#### The data

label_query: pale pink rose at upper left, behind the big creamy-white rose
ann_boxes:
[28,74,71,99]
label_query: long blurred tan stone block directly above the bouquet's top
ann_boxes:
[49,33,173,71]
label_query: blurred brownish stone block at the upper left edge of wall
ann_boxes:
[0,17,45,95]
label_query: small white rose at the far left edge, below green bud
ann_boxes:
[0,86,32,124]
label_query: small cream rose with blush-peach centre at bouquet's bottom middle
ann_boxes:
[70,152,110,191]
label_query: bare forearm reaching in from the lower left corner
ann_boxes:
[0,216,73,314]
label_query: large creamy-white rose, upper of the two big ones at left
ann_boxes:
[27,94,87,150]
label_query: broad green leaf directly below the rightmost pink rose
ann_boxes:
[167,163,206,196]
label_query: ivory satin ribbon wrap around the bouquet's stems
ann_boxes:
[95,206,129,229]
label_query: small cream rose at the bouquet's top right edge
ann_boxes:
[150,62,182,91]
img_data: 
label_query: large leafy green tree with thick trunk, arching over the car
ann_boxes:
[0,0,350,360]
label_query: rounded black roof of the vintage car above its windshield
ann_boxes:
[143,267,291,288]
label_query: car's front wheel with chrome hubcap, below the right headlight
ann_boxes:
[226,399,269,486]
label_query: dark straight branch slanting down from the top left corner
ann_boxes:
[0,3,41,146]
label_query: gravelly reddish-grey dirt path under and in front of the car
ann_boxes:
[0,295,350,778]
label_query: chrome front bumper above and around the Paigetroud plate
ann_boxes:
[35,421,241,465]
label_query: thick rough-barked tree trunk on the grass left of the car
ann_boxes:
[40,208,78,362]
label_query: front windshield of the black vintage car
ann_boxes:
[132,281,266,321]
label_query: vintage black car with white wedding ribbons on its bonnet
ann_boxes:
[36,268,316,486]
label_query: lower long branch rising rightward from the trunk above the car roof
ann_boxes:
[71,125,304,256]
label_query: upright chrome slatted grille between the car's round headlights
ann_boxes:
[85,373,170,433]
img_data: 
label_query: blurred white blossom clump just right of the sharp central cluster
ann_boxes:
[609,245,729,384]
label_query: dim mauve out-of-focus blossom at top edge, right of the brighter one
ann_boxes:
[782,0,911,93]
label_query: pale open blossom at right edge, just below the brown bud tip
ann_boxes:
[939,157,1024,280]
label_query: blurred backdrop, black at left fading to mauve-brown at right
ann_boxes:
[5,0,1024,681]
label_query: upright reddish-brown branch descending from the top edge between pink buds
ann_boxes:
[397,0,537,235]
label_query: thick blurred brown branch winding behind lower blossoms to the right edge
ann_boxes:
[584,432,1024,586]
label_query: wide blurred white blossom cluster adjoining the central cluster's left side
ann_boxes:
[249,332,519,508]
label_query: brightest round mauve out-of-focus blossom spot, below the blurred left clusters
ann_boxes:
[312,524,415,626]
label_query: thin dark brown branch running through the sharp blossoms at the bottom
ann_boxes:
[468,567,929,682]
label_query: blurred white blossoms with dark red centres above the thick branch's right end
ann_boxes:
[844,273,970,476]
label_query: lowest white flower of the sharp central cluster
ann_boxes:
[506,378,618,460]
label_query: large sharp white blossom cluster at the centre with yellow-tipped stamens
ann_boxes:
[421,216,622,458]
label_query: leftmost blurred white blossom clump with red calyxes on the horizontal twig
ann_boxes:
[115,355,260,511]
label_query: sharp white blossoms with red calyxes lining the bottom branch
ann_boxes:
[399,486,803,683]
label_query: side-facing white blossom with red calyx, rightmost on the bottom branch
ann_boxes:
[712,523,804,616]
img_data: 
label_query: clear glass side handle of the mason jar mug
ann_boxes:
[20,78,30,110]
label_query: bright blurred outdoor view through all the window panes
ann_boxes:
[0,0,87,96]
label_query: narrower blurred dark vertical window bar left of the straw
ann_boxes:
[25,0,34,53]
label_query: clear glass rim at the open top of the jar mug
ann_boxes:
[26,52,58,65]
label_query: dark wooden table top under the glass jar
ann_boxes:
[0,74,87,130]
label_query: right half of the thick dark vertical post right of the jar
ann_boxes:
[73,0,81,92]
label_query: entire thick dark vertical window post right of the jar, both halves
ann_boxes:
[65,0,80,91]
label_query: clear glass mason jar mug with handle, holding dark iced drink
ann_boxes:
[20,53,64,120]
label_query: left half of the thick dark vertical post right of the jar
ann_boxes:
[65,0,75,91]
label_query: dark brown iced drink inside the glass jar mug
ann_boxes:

########

Problem description –
From the first line to the last, set down every record exactly as written above.

Solution to this task –
label_query: pale pink rose at upper left, behind the big creamy-white rose
ann_boxes:
[28,74,71,99]
label_query: long blurred tan stone block directly above the bouquet's top
ann_boxes:
[49,33,173,71]
label_query: blurred brownish stone block at the upper left edge of wall
ann_boxes:
[0,17,45,95]
label_query: small white rose at the far left edge, below green bud
ann_boxes:
[0,86,32,124]
label_query: small cream rose with blush-peach centre at bouquet's bottom middle
ann_boxes:
[70,152,110,191]
label_query: bare forearm reaching in from the lower left corner
ann_boxes:
[0,216,73,314]
label_query: large creamy-white rose, upper of the two big ones at left
ann_boxes:
[27,94,87,150]
label_query: broad green leaf directly below the rightmost pink rose
ann_boxes:
[167,163,206,196]
label_query: ivory satin ribbon wrap around the bouquet's stems
ann_boxes:
[95,206,129,229]
label_query: small cream rose at the bouquet's top right edge
ann_boxes:
[150,62,182,91]
img_data: 
label_query: large leafy green tree with thick trunk, arching over the car
ann_boxes:
[0,0,350,360]
label_query: rounded black roof of the vintage car above its windshield
ann_boxes:
[143,267,291,288]
label_query: car's front wheel with chrome hubcap, below the right headlight
ann_boxes:
[226,399,269,486]
label_query: dark straight branch slanting down from the top left corner
ann_boxes:
[0,3,41,146]
label_query: gravelly reddish-grey dirt path under and in front of the car
ann_boxes:
[0,295,350,778]
label_query: chrome front bumper above and around the Paigetroud plate
ann_boxes:
[35,421,241,465]
label_query: thick rough-barked tree trunk on the grass left of the car
ann_boxes:
[40,208,78,362]
label_query: front windshield of the black vintage car
ann_boxes:
[132,281,266,321]
label_query: vintage black car with white wedding ribbons on its bonnet
ann_boxes:
[36,268,316,486]
label_query: lower long branch rising rightward from the trunk above the car roof
ann_boxes:
[71,125,304,256]
label_query: upright chrome slatted grille between the car's round headlights
ann_boxes:
[85,373,170,433]
img_data: 
label_query: blurred white blossom clump just right of the sharp central cluster
ann_boxes:
[609,245,729,384]
label_query: dim mauve out-of-focus blossom at top edge, right of the brighter one
ann_boxes:
[782,0,911,93]
label_query: pale open blossom at right edge, just below the brown bud tip
ann_boxes:
[939,157,1024,280]
label_query: blurred backdrop, black at left fading to mauve-brown at right
ann_boxes:
[5,0,1024,681]
label_query: upright reddish-brown branch descending from the top edge between pink buds
ann_boxes:
[397,0,537,235]
label_query: thick blurred brown branch winding behind lower blossoms to the right edge
ann_boxes:
[584,432,1024,586]
label_query: wide blurred white blossom cluster adjoining the central cluster's left side
ann_boxes:
[249,332,519,508]
label_query: brightest round mauve out-of-focus blossom spot, below the blurred left clusters
ann_boxes:
[312,524,415,626]
label_query: thin dark brown branch running through the sharp blossoms at the bottom
ann_boxes:
[468,567,929,682]
label_query: blurred white blossoms with dark red centres above the thick branch's right end
ann_boxes:
[844,273,970,476]
label_query: lowest white flower of the sharp central cluster
ann_boxes:
[506,378,618,460]
label_query: large sharp white blossom cluster at the centre with yellow-tipped stamens
ann_boxes:
[421,216,622,458]
label_query: leftmost blurred white blossom clump with red calyxes on the horizontal twig
ann_boxes:
[115,355,260,511]
label_query: sharp white blossoms with red calyxes lining the bottom branch
ann_boxes:
[399,486,803,683]
label_query: side-facing white blossom with red calyx, rightmost on the bottom branch
ann_boxes:
[712,523,804,616]
img_data: 
label_query: clear glass side handle of the mason jar mug
ann_boxes:
[20,78,30,110]
label_query: bright blurred outdoor view through all the window panes
ann_boxes:
[0,0,87,96]
label_query: narrower blurred dark vertical window bar left of the straw
ann_boxes:
[25,0,34,53]
label_query: clear glass rim at the open top of the jar mug
ann_boxes:
[26,52,58,65]
label_query: dark wooden table top under the glass jar
ann_boxes:
[0,74,87,130]
label_query: right half of the thick dark vertical post right of the jar
ann_boxes:
[73,0,81,92]
label_query: entire thick dark vertical window post right of the jar, both halves
ann_boxes:
[65,0,80,91]
label_query: clear glass mason jar mug with handle, holding dark iced drink
ann_boxes:
[20,53,64,120]
label_query: left half of the thick dark vertical post right of the jar
ann_boxes:
[65,0,75,91]
label_query: dark brown iced drink inside the glass jar mug
ann_boxes:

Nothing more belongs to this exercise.